## PAGE:
Credible software cost estimates for NASA are required to meet specific conditions.  When preparing cost estimates, the software acquirer and the software provider work together to develop cost estimates that meet the conditions described below.

The software cost estimate(s) and associated estimation data should be documented in a software cost driver sheet (a sample is available in Software Processes Across NASA (SPAN), accessible to NASA users from the SPAN tab in this Handbook) that supports the development of a parametric cost estimate.

Life Cycle Coverage

A credible software project cost estimate covers the entire software life cycle from concept to retirement, including maintenance, support (SWE-015) and associated project attributes such as annual percent lines of code changed. A breakout of cost by life cycle phase and activity is good estimating practice and cost estimates should be updated to reflect new assumptions.

Project Attributes

Software cost estimates are based on project attributes, including the estimated size of the software, functionality, complexity, criticality, and risk.  Other attributes to consider include use of reused and/or modified code, database size, documentation requirements, and required reusability.  Many of these attributes apply to the software being created, the processes used to create and verify that software, and the products created throughout the life cycle such as requirements documentation, architecture, detailed design, test plans and procedures, etc. (SWE-015).

(Rows of box annotation data)

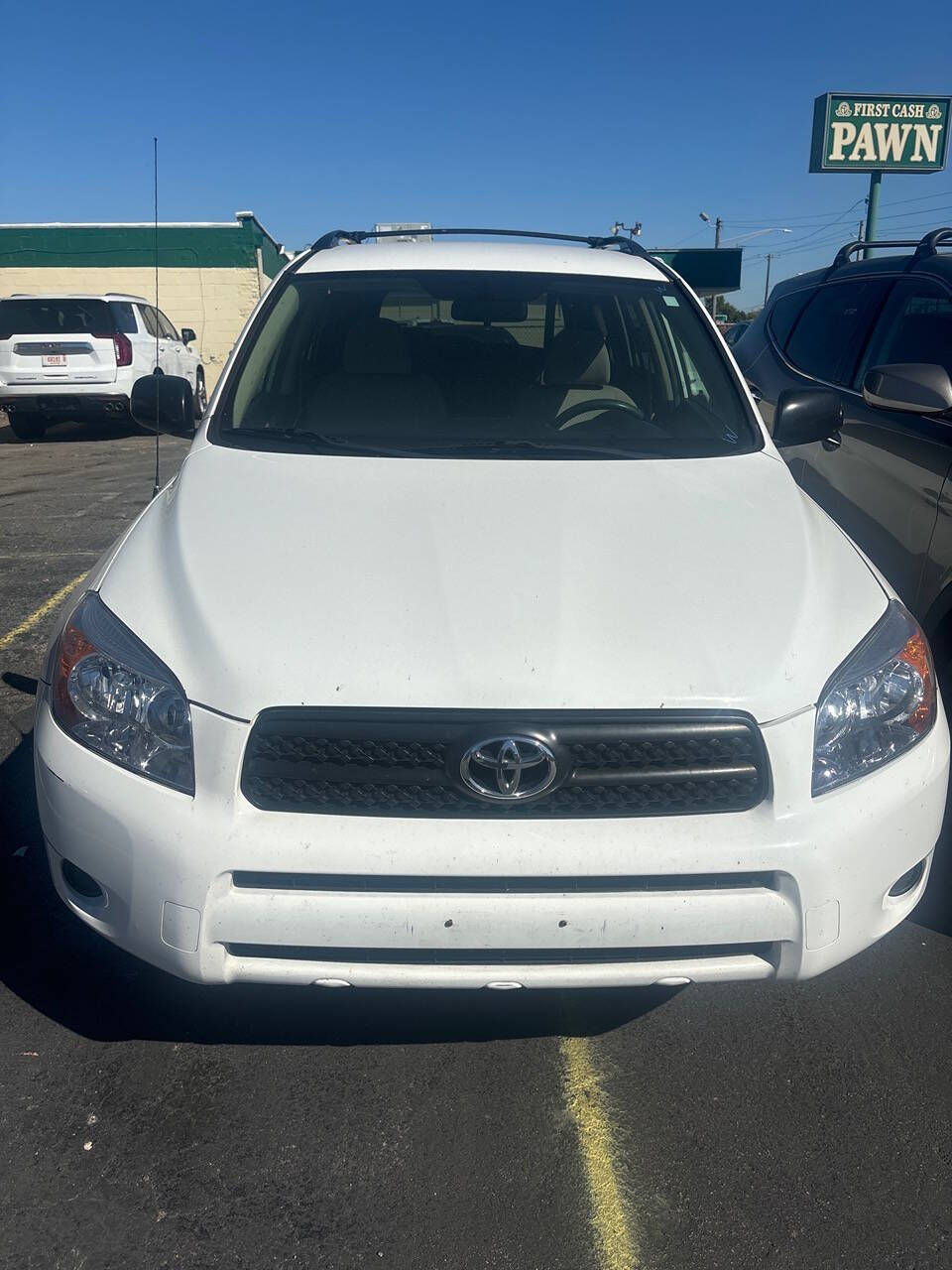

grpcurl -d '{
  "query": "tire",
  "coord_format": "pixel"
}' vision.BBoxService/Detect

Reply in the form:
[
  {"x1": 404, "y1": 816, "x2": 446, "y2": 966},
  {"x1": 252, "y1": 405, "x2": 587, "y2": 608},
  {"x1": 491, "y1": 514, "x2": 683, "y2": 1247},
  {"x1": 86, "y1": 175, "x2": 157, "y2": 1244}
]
[
  {"x1": 194, "y1": 368, "x2": 208, "y2": 423},
  {"x1": 6, "y1": 410, "x2": 46, "y2": 441}
]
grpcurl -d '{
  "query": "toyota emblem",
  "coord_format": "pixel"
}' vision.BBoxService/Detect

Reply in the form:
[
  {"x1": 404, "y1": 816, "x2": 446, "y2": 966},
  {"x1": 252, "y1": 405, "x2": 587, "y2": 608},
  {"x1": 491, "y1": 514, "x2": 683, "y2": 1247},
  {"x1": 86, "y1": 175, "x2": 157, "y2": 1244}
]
[{"x1": 459, "y1": 736, "x2": 558, "y2": 802}]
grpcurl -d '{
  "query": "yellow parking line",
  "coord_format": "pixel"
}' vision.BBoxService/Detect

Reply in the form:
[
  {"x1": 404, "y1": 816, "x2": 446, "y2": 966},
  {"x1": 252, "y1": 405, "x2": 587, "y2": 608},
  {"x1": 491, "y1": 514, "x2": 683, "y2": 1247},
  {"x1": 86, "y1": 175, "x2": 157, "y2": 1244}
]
[
  {"x1": 558, "y1": 1036, "x2": 640, "y2": 1270},
  {"x1": 0, "y1": 572, "x2": 86, "y2": 650}
]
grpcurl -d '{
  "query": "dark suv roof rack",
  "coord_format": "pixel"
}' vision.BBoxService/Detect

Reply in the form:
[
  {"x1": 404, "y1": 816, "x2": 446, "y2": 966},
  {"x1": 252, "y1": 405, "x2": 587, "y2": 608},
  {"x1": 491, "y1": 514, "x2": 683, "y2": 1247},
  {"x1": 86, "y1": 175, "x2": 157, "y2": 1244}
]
[
  {"x1": 307, "y1": 228, "x2": 656, "y2": 264},
  {"x1": 830, "y1": 228, "x2": 952, "y2": 272}
]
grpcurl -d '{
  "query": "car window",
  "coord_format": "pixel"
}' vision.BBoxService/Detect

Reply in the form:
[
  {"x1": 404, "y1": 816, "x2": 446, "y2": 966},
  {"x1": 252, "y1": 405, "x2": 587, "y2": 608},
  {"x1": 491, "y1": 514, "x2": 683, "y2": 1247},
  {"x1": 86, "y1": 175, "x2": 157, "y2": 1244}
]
[
  {"x1": 767, "y1": 287, "x2": 815, "y2": 348},
  {"x1": 139, "y1": 305, "x2": 159, "y2": 337},
  {"x1": 213, "y1": 271, "x2": 762, "y2": 457},
  {"x1": 0, "y1": 298, "x2": 115, "y2": 339},
  {"x1": 785, "y1": 278, "x2": 889, "y2": 385},
  {"x1": 109, "y1": 300, "x2": 139, "y2": 335},
  {"x1": 856, "y1": 278, "x2": 952, "y2": 386},
  {"x1": 159, "y1": 309, "x2": 178, "y2": 339}
]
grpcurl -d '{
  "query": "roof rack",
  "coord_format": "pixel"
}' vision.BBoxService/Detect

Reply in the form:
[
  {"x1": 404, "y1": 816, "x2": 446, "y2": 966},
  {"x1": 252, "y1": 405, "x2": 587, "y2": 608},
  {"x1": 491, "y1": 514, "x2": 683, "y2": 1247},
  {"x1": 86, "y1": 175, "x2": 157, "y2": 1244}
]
[
  {"x1": 830, "y1": 228, "x2": 952, "y2": 272},
  {"x1": 307, "y1": 228, "x2": 654, "y2": 264}
]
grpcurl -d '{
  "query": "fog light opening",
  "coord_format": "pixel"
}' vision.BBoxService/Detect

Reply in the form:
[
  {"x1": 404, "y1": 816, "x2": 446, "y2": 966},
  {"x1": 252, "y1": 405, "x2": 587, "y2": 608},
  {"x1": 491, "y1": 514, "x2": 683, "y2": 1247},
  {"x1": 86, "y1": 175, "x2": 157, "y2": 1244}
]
[
  {"x1": 62, "y1": 860, "x2": 105, "y2": 901},
  {"x1": 889, "y1": 860, "x2": 925, "y2": 899}
]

## GIVEN TASK:
Reproduce word for word the part of the page on NASA software cost estimates from "Software cost estimates are" to "procedures, etc. (SWE-015).". The records are separate material and have no connection to the text about NASA software cost estimates.

## FULL RESPONSE:
Software cost estimates are based on project attributes, including the estimated size of the software, functionality, complexity, criticality, and risk.  Other attributes to consider include use of reused and/or modified code, database size, documentation requirements, and required reusability.  Many of these attributes apply to the software being created, the processes used to create and verify that software, and the products created throughout the life cycle such as requirements documentation, architecture, detailed design, test plans and procedures, etc. (SWE-015).